** Opening Data under study block **
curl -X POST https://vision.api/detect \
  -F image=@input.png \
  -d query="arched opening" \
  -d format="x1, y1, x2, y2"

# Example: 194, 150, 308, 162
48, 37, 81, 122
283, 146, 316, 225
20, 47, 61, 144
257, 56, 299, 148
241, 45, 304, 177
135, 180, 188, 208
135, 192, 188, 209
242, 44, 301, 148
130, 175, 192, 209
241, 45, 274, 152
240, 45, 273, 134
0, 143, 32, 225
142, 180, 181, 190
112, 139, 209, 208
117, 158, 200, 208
** Closing Data under study block **
Instructions for the task: Set down the entries verbatim, leaving none out.

Finished task:
curl -X POST https://vision.api/detect \
  -F image=@input.png \
  -d query="arched opening" \
  -d format="x1, y1, x2, y2"

# Example: 194, 150, 308, 162
48, 37, 81, 122
283, 146, 316, 225
20, 47, 61, 144
257, 56, 299, 148
241, 45, 304, 177
135, 180, 188, 208
135, 192, 188, 209
242, 44, 301, 148
130, 175, 192, 209
241, 45, 274, 152
240, 45, 273, 134
0, 143, 32, 225
142, 180, 181, 190
112, 139, 209, 208
117, 158, 200, 208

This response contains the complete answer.